§ Brano del documento
Il procedimento innanzi alla Corte dei Conti trova la propria disciplina nell’art. 5 del D. Lgs. n. 175/2016, come recentemente modificato dall’art. 11, comma 1, lett. a), L. n. 118/2022 (Legge annuale per il mercato e la concorrenza), secondo cui l’atto deliberativo di costituzione di una società o di acquisizione di una partecipazione (diretta o indiretta) in una società già costituita deve essere trasmesso dall’Amministrazione Pubblica all’Autorità Garante della Concorrenza e del Mercato, che può esercitare i poteri attribuiti dall’articolo 21-bis della Legge 10 ottobre 1990 n. 287, ed alla Corte dei Conti, che deve deliberare, entro il termine di sessanta giorni dal ricevimento, in ordine alla conformità dell’atto a quanto disposto dai commi 1 e 2 del medesimo art. 5, nonché dagli artt. 4, 7 e 8, con particolare riguardo alla sostenibilità finanziaria ed alla compatibilità della scelta pubblica con i principi di efficienza, di efficacia e di economicità dell’azione amministrativa.

Il vaglio della magistratura contabile è stato introdotto, in particolare, per soddisfare l’esigenza di “sottoporre a scrutinio i presupposti giuridici ed economici della scelta dell’amministrazione, prima che la stessa venga attuata mediante gli strumenti del diritto privato; ciò in ragione delle rilevanti conseguenze che la nascita di un nuovo soggetto societario o l’intervento pubblico in una realtà già esistente determina sotto molteplici profili” (Deliberazione n. 16/SSRRCO/QMIG/22).

§ Dati riportati
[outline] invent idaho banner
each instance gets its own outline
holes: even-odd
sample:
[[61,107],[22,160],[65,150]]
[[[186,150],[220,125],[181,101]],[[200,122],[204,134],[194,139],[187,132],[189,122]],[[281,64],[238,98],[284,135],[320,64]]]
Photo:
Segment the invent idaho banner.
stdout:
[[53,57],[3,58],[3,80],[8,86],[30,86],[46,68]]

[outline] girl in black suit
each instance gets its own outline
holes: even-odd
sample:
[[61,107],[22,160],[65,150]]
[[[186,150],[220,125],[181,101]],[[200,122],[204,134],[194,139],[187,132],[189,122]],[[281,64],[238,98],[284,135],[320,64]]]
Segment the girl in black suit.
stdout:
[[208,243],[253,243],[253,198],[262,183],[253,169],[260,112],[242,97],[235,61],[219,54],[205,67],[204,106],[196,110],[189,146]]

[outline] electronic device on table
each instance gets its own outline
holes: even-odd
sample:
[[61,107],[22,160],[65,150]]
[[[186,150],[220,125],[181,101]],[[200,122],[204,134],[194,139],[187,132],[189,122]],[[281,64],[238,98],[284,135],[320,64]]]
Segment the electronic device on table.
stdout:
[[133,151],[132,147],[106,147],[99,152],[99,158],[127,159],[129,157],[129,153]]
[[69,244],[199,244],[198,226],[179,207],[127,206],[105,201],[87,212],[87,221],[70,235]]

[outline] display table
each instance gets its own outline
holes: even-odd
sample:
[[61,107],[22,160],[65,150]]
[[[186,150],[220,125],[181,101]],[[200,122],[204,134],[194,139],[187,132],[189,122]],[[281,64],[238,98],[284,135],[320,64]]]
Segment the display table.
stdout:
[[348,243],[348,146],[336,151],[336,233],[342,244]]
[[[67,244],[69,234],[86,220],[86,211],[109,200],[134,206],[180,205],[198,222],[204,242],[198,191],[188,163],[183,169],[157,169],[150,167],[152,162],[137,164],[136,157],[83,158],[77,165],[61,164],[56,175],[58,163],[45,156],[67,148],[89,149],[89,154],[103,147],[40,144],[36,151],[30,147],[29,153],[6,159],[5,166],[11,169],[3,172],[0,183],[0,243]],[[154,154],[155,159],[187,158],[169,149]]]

§ Consegna dell'esercizio
Modifica la parte del brano che si apre con le parole contenenti "Il vaglio della" e si chiude con "(Deliberazione n. 16/SSRRCO/QMIG/22).", riscrivendola per intero con "Corte dei Conti" al posto di "magistratura contabile". Le voci costituiscono materiale a sé, indipendente dal brano.

§ Soluzione
Il vaglio della Corte dei Conti è stato introdotto, in particolare, per soddisfare l’esigenza di “sottoporre a scrutinio i presupposti giuridici ed economici della scelta dell’amministrazione, prima che la stessa venga attuata mediante gli strumenti del diritto privato; ciò in ragione delle rilevanti conseguenze che la nascita di un nuovo soggetto societario o l’intervento pubblico in una realtà già esistente determina sotto molteplici profili” (Deliberazione n. 16/SSRRCO/QMIG/22).